Exercise tasks:
**A.** In the passage on animals and Rawls's idea of the good, what example shows an animal that might be weighing and dismissing other impulses?
**B.** Continue the passage on animals and Rawls's idea of the good from its last sentence.

Selected passage:

According to Cochrane, “such a capacity requires a level of consciousness above mere sentience. Indeed, one might claim that to be an autonomous agent one needs to possess ‘higher-order thought consciousness’, that is, to be able to have thoughts about thoughts” (p. 667). However, there are two difficulties with employing such a requirement as the basis for excluding animals from Rawls’s moral power of a capacity for a conception of the good. First, it seems to add to the list of verbs—what is required, on this approach, is not merely forming, revising and pursuing a conception of the good, but also reflecting upon it, or upon other desires in relation to it. It seems conceivable for animals to effectively pursue a conception of the good, embodying a set of stable preferences, without necessarily reflecting on other desires from the standpoint of that conception—simply by faithfully adhering to those stable preferences until they are revised.
Second, although the scientific literature shows evidence of animal metacognition [29], and even deception [30], at this stage we do not know how reflective animals truly can be, including in relation to their desires. Given that some animals have stable preferences, it might be surprising if they were unable to assess other desires by reference to those preferences. A dog that chooses to sit in his favorite chair may well be considering and dismissing other impulses that pop into his head on the way there. However, we cannot say with any confidence how much reflection is taking place. That cuts both ways: a lack of reflectiveness is also not a sound basis on which to exclude animals from moral personality, because it is based on unproven assumptions about their abilities. Until scientific research clarifies the extent of animal metacognition, this will remain shaky ground for possible opposition to animals’ capacity for a conception of the good.

Entries supplied:
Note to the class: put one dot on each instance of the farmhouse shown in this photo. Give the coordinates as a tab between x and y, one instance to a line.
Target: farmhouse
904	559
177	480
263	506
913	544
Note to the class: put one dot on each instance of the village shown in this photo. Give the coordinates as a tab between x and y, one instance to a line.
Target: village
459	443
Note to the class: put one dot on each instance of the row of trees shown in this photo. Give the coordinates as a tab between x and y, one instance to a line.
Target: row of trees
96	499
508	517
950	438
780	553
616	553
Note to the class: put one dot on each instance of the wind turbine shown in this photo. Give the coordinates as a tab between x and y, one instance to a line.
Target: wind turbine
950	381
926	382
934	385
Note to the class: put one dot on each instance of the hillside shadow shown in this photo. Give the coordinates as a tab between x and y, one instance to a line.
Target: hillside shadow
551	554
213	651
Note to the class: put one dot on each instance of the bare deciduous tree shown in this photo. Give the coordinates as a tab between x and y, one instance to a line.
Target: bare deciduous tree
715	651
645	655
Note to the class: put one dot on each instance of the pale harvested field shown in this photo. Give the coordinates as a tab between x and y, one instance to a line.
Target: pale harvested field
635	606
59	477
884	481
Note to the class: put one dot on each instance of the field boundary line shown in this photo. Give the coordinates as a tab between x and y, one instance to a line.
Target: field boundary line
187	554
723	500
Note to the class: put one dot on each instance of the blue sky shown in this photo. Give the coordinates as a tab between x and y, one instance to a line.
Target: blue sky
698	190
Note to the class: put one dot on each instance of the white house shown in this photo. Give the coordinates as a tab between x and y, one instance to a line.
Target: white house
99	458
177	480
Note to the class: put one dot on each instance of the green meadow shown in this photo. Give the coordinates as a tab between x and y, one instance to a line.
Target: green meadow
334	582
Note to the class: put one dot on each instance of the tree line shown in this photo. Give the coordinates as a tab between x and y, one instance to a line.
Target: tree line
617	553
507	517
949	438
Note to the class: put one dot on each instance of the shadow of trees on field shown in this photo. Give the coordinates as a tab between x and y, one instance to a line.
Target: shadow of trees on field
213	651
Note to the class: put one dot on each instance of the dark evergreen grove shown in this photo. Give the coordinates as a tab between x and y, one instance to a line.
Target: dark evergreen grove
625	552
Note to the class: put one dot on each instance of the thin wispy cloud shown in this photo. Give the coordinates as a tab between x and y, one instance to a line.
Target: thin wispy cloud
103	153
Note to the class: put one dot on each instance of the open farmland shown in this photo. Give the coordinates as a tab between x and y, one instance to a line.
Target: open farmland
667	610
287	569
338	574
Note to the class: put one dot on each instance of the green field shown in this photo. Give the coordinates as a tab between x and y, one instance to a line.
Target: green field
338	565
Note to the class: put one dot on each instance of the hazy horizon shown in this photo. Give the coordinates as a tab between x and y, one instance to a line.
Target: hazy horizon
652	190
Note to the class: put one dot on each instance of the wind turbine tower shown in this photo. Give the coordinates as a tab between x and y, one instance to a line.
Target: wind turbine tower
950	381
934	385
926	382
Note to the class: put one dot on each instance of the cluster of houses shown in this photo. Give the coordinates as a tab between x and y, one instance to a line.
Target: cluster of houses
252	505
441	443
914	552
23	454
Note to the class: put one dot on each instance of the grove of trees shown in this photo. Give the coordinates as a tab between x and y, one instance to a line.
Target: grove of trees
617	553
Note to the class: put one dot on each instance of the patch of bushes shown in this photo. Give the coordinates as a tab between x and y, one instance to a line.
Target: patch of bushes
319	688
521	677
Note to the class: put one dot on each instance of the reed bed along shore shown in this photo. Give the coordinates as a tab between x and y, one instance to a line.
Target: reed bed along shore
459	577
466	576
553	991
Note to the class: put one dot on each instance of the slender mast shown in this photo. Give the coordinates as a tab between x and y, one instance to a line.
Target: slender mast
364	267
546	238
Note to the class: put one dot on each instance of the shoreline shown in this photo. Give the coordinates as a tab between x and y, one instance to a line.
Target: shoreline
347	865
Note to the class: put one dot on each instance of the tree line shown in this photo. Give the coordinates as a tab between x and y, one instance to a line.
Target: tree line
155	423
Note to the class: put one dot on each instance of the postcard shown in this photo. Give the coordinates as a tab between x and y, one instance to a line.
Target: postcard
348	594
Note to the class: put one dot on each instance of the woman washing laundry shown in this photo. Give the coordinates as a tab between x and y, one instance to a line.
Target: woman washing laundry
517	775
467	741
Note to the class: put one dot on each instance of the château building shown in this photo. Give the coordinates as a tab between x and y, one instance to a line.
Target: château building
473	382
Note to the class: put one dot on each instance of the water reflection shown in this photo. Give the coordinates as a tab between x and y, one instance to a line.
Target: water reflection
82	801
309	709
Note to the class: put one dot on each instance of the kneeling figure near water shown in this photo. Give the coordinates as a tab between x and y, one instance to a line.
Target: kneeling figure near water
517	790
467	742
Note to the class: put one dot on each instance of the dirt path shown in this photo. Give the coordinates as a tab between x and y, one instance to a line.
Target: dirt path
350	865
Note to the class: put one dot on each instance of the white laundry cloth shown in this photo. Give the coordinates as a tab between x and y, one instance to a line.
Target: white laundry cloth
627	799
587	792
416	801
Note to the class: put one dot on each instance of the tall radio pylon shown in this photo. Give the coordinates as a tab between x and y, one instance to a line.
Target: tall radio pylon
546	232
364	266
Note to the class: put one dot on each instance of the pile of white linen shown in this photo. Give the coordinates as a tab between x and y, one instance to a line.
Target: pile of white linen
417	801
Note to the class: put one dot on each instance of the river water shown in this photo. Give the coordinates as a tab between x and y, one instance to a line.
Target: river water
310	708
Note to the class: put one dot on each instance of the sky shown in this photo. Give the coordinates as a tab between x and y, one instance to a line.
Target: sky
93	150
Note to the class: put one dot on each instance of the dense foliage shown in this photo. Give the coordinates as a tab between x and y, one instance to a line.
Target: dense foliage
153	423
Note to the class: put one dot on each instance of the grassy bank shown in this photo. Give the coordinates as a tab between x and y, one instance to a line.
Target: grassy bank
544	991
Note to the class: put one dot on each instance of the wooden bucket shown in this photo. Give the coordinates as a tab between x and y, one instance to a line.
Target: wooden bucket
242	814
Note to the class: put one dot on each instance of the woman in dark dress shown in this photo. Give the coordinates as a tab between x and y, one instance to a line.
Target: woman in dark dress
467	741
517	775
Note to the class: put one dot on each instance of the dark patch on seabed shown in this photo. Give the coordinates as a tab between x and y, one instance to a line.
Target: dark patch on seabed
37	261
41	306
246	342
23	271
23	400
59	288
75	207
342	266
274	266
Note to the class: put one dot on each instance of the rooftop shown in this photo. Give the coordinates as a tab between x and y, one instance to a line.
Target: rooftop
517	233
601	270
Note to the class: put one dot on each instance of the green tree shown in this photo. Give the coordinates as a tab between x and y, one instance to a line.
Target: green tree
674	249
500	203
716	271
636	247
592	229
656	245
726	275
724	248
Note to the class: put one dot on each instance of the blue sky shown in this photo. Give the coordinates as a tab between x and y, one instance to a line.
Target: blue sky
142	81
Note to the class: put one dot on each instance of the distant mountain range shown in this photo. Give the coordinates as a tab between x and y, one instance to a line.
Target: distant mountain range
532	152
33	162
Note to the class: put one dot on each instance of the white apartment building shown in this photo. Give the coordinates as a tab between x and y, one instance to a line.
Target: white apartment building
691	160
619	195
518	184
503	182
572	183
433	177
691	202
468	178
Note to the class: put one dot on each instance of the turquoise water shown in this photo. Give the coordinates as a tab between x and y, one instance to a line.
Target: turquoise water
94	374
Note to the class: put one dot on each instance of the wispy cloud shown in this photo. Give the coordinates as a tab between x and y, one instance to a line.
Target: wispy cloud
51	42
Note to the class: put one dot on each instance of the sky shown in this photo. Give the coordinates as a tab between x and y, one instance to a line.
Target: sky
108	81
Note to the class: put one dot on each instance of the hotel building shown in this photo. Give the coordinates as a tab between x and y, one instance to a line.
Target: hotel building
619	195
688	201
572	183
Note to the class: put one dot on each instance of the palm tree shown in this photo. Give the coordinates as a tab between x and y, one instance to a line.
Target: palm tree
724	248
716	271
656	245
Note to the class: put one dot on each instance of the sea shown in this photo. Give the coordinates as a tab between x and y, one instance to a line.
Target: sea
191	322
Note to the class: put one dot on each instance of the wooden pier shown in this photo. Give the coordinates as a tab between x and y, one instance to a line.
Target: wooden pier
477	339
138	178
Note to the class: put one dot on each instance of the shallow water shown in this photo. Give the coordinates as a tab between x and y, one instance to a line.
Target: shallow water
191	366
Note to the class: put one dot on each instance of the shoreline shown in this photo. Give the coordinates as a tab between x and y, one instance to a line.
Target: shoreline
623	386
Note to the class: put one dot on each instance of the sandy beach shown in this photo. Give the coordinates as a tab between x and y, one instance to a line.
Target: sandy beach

Answer set:
**A.** A dog choosing to sit in his favorite chair.

**B.**
In short, although it may be accepted that there are some limitations on animals’ capacity for a conception of the good, those limitations do not detract from the point that they often seem capable of forming, revising, and pursuing a conception of what is of value and worthwhile in their lives, depending, of course, on the abilities of the individual animal or species, but recalling that what is required for moral personality is merely a capacity, not its realization. In the case of animals, this capacity clearly does not rise to the level of sophistication of a human capacity for a conception of the good, and it perhaps may not extend as far into the future, but the difference might be viewed as one of degree, rather than of kind. The behavior of animals constitutes evidence that, rather than not possessing the moral power of a capacity for conception of the good at all, many animals might indeed possess it, albeit in a more limited sense than most humans do.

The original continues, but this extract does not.